Dataset records:
********************
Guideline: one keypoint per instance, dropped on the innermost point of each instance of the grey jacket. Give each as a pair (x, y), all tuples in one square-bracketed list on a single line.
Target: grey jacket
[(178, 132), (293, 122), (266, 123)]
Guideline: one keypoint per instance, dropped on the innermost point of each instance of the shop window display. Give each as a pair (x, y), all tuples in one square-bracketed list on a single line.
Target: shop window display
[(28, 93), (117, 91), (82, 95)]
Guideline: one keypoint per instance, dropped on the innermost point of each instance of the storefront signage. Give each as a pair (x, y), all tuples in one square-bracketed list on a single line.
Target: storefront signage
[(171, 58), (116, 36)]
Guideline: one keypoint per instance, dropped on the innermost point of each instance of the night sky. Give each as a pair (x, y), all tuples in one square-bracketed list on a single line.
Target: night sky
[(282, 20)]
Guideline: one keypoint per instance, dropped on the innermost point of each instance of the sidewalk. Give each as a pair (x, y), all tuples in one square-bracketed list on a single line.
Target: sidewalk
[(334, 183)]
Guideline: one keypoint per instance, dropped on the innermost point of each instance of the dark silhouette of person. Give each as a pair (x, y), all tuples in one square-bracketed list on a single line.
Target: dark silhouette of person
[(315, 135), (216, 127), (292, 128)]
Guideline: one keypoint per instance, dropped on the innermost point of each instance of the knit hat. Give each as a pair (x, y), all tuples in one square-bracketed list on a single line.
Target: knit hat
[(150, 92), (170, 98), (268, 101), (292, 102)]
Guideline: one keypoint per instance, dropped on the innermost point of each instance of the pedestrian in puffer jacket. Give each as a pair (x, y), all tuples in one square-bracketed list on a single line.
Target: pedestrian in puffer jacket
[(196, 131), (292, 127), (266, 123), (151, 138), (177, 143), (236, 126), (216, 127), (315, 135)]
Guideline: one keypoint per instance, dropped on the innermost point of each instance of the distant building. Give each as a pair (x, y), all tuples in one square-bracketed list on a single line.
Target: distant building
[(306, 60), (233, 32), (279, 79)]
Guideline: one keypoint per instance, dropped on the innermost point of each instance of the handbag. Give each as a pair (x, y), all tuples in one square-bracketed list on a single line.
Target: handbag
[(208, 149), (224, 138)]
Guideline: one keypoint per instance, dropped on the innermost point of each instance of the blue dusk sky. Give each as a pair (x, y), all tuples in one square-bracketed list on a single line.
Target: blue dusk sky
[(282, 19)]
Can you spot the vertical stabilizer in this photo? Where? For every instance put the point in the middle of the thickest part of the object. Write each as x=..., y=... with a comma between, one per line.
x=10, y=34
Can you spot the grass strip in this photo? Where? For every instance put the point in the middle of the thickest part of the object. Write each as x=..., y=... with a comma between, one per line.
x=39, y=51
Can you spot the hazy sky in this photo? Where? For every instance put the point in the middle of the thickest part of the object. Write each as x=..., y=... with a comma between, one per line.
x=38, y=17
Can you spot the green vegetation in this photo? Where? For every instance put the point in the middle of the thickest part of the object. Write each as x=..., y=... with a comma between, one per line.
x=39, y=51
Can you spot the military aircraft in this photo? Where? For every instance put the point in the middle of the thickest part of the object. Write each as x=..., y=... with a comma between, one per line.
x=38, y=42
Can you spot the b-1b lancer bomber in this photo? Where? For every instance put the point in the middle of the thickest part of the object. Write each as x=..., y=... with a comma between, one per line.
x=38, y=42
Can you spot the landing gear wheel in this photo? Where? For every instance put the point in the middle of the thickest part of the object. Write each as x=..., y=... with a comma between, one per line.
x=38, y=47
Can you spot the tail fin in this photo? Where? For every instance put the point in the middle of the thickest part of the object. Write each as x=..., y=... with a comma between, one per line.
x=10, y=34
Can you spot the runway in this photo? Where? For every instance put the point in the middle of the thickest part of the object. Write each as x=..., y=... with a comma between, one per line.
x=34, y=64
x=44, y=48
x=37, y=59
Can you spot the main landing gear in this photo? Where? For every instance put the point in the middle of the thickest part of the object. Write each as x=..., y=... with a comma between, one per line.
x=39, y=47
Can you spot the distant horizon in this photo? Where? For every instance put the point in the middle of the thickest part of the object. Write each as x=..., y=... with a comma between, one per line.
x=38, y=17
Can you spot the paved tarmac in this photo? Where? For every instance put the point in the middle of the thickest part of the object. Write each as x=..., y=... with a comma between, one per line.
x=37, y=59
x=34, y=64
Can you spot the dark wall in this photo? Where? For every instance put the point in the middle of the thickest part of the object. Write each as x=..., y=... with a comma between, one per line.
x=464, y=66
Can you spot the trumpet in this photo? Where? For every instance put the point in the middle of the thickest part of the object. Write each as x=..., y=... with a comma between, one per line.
********************
- _ASSIGNMENT_: Print all records shown above, word for word.

- _YOUR SOLUTION_:
Guideline: one keypoint per instance, dropped on the innermost point of each instance of the grey jacket. Give each as a pair (x, y), all tuples in one square-bracketed list on a single line.
Target: grey jacket
[(178, 132), (293, 122), (266, 123)]
Guideline: one keypoint per instance, dropped on the innermost point of each instance of the shop window display. Give each as a pair (x, y), all tuples in one square-bracketed list on a single line.
Target: shop window display
[(28, 93), (117, 91), (82, 95)]
Guideline: one keypoint per instance, dropped on the innermost point of each instance of the storefront signage. Give each as a pair (x, y), all tuples in one square-bracketed list on a single line.
Target: storefront signage
[(171, 58), (116, 36)]
Guideline: one keypoint per instance, dropped on the innermost point of each instance of the night sky. Give each as a pair (x, y), all tuples in one square-bracketed list on a single line.
Target: night sky
[(282, 20)]
Guideline: one keypoint per instance, dropped on the innermost point of each instance of the sidewalk. Give each as a pair (x, y), all tuples in one square-bracketed list on a single line.
Target: sidewalk
[(334, 183)]
Guideline: one keypoint per instance, dropped on the innermost point of each instance of the dark silhouette of person. Give each as a pair (x, y), all tuples in one square-bracketed list on a single line.
Target: dark silhouette of person
[(315, 135), (216, 127), (292, 128)]
Guideline: one keypoint per instance, dropped on the innermost point of each instance of the knit hat. Give each as a pair (x, y), all tuples in one square-bracketed list on a single line.
Target: knit hat
[(150, 92), (170, 98), (268, 101), (292, 102)]
Guideline: one keypoint per instance, dropped on the innermost point of each instance of the pedestrian in puffer jacket. Give each as a pair (x, y), all tuples in one square-bracketed list on a single line.
Target: pedestrian in puffer jacket
[(196, 131), (292, 127), (266, 123), (151, 138), (177, 143), (236, 126), (216, 127), (315, 135)]
Guideline: one keypoint per instance, dropped on the innermost point of each instance of the distant building. Give each as a pair (x, y), all tuples in one square-bracketed list on a single line.
Target: distant building
[(306, 60), (233, 32), (279, 79)]
Guideline: one keypoint per instance, dropped on the innermost point of each instance of the handbag. Give each as a pair (x, y), all tuples in one square-bracketed list on a single line.
Target: handbag
[(208, 149), (224, 138)]
Guideline: one keypoint per instance, dropped on the innermost point of each instance of the blue dusk sky. Give each as a pair (x, y), all tuples in one square-bracketed list on a single line.
Target: blue dusk sky
[(282, 19)]
Can you spot the vertical stabilizer in this photo? Where? For every instance put the point in the middle of the thickest part of the object. Write each as x=..., y=... with a comma between, one per line.
x=10, y=34
Can you spot the grass strip in this photo? Where? For every instance put the point in the middle of the thickest part of the object. Write each as x=..., y=... with a comma between, one per line.
x=39, y=51
Can you spot the hazy sky in this photo? Where? For every instance put the point in the middle of the thickest part of the object. Write each as x=..., y=... with a comma between, one per line.
x=38, y=17
Can you spot the green vegetation in this photo? Where? For every instance put the point in the middle of the thickest part of the object. Write each as x=..., y=... with a comma between, one per line.
x=39, y=51
Can you spot the military aircraft in this photo? Where? For every instance put the point in the middle of the thickest part of the object. Write each as x=..., y=... with a comma between, one per line.
x=38, y=42
Can you spot the b-1b lancer bomber in this photo? Where? For every instance put the point in the middle of the thickest part of the object. Write each as x=..., y=... with a comma between, one per line.
x=38, y=42
Can you spot the landing gear wheel in this photo? Where? For every instance put the point in the middle of the thickest part of the object. Write each as x=..., y=... with a comma between, one per line.
x=38, y=47
Can you spot the tail fin in this photo? Where? For every instance put the point in the middle of the thickest part of the object. Write each as x=..., y=... with a comma between, one per line.
x=10, y=34
Can you spot the runway in this photo? Where? For every instance put the point in the middle of the thickest part of the object. Write each as x=..., y=... with a comma between, one per line.
x=34, y=64
x=44, y=48
x=37, y=59
Can you spot the main landing gear in this photo? Where? For every instance put the point in the middle of the thickest part of the object. Write each as x=..., y=... with a comma between, one per line.
x=39, y=47
Can you spot the distant horizon in this photo? Where? For every instance put the point in the middle of the thickest part of the object. Write each as x=..., y=... with a comma between, one per line.
x=38, y=17
Can you spot the paved tarmac in this photo? Where? For every instance put the point in the middle of the thickest part of the object. Write each as x=..., y=... with a comma between, one per line.
x=37, y=59
x=34, y=64
Can you spot the dark wall in this photo? Where? For every instance put the point in the middle of the thickest part of the object. Write each as x=..., y=... with a comma between, one per line.
x=464, y=66
Can you spot the trumpet in this photo? Where? For every instance put the point in the middle of the thickest part of the object. Write each as x=..., y=... with a comma between, one per line.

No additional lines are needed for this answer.